- [What you should do]: Output every line below without omitting or altering anything.

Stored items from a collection
---

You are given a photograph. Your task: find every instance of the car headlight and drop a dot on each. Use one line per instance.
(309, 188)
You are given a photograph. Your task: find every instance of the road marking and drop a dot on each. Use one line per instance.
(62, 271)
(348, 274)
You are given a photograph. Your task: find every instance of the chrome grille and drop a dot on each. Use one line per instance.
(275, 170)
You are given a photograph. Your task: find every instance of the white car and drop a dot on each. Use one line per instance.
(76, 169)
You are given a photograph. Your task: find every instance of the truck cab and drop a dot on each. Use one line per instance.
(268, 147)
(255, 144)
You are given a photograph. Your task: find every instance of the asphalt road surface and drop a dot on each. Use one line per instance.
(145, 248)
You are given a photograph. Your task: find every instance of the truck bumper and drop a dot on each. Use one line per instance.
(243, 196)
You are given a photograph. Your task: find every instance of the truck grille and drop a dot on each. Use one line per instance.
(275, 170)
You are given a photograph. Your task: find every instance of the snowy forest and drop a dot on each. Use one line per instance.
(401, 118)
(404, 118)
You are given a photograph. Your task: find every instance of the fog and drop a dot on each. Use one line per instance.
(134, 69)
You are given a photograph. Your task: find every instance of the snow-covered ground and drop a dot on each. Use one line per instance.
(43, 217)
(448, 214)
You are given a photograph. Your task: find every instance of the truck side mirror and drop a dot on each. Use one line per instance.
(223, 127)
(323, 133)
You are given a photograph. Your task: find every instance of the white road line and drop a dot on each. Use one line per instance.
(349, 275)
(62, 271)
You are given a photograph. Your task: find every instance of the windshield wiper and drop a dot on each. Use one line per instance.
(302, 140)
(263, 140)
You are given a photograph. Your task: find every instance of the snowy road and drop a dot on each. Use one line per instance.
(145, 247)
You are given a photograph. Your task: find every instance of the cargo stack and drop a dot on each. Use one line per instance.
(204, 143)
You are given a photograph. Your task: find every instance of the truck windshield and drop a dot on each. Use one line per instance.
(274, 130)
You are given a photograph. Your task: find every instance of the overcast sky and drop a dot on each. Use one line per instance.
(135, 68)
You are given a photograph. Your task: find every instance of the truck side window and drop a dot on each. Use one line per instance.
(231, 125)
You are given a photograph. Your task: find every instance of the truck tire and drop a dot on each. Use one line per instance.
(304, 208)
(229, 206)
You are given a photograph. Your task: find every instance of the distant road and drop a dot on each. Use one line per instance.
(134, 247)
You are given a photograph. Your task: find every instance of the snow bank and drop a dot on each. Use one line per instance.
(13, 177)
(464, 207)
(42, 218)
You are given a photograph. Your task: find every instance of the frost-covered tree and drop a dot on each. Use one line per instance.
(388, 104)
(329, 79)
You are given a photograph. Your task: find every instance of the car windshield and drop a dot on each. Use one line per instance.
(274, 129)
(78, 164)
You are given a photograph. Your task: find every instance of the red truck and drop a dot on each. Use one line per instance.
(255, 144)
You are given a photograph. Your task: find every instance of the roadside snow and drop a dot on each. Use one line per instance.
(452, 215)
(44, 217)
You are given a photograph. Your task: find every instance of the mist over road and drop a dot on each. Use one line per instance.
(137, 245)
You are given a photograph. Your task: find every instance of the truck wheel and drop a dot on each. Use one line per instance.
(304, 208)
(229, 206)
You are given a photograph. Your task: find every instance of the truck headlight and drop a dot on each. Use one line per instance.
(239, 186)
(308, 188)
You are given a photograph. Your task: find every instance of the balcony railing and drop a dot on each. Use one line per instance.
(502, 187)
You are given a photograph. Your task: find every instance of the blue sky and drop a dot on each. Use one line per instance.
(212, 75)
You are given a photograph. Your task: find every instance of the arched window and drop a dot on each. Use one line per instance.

---

- [Solution]:
You are given a photograph. Your task: find every instance of the car headlight and drop a dot on each. Use one line per instance.
(309, 188)
You are given a photograph. Your task: find every instance of the road marking and drop a dot on each. Use one line per instance.
(62, 271)
(348, 274)
You are given a photograph. Your task: find every instance of the chrome grille and drop a dot on each. Use one line per instance.
(275, 170)
You are given a photograph. Your task: find every instance of the white car and drop a dot on each. Use one line per instance.
(76, 169)
You are given a photograph. Your task: find every instance of the truck cab and drop a dot on each. Use one line per instance.
(268, 147)
(255, 144)
You are given a photograph. Your task: find every instance of the asphalt road surface and drop a dot on each. Use one line per instance.
(145, 248)
You are given a photograph. Your task: find every instance of the truck bumper and drop a dot on each. Use one line per instance.
(243, 196)
You are given a photograph. Your task: find every instance of the truck grille and drop a dot on each. Use one line per instance.
(275, 170)
You are given a photograph. Your task: find every instance of the snowy forest and drop a dot on each. Use one line per instance.
(401, 118)
(404, 118)
You are given a photograph. Your task: find every instance of the fog and drop a dot on each. Use one line per instance.
(134, 69)
You are given a photograph. Your task: find every instance of the snow-covered ground and drop a dot on each. Use one line per instance.
(43, 217)
(448, 214)
You are given a photograph. Your task: find every instance of the truck side mirror and drop a dot on each. Use one line per instance.
(223, 127)
(323, 133)
You are given a photograph. Your task: find every instance of the white road line and drop a dot on each. Use one line per instance.
(349, 275)
(62, 271)
You are given a photograph. Your task: find every instance of the windshield wiper and drop a dot on each. Use one line per instance.
(302, 140)
(263, 140)
You are given a photograph. Your task: find every instance of the snowy road and drop a dot on each. Use one line per instance.
(145, 247)
You are given a photograph. Your task: find every instance of the cargo stack and drop a dot on each. Use one line per instance.
(204, 143)
You are given a photograph. Your task: find every instance of the truck windshield and drop a dot on each. Use one line per instance.
(274, 130)
You are given a photograph. Your task: find every instance of the overcast sky and drop a dot on each. Use one line per instance.
(135, 68)
You are given a photograph. Your task: find every instance of the truck side window and drop a dot on each. Use one line per instance.
(231, 125)
You are given a photograph. Your task: find every instance of the truck tire and drop a dot on each. Use one line per instance.
(304, 208)
(229, 206)
You are given a photograph. Your task: find every instance of the distant road and drop a dot on each. Use one line per instance.
(134, 247)
You are given a photograph. Your task: find every instance of the snow bank and drop a dot on each. Use one line per instance.
(13, 177)
(464, 207)
(42, 218)
You are given a photograph. Your task: find every instance of the frost-covered tree and drop a dot on each. Use one line per instance.
(388, 104)
(329, 79)
You are given a photograph. Your task: find every instance of the car windshield and drop a dot on each. Use one line per instance.
(274, 129)
(78, 164)
You are given a photograph. Your task: find every instance of the red truck and drop a dot on each. Use one line per instance.
(255, 144)
You are given a photograph. Your task: find every instance of the roadside snow and drop a dot on each. Use one line per instance.
(452, 215)
(44, 217)
You are given a photograph. Your task: find every instance of the mist over road and drop a dot on each. Use one line per instance.
(137, 245)
You are given a photograph. Your task: find every instance of the truck wheel and drop a dot on each. Use one line per instance.
(304, 208)
(229, 206)
You are given a photograph. Your task: find every instance of the truck headlight and drop a dot on each. Use one line per instance.
(239, 186)
(308, 188)
You are given a photograph. Your task: find every instance of the balcony railing and drop a dot on each. Use one line per instance.
(502, 187)
You are given a photograph. Your task: find every instance of the blue sky and drop a dot on each. Use one line per instance.
(212, 75)
You are given a photograph. Your task: find every instance of the arched window and drop a dot on each. Use one line per instance.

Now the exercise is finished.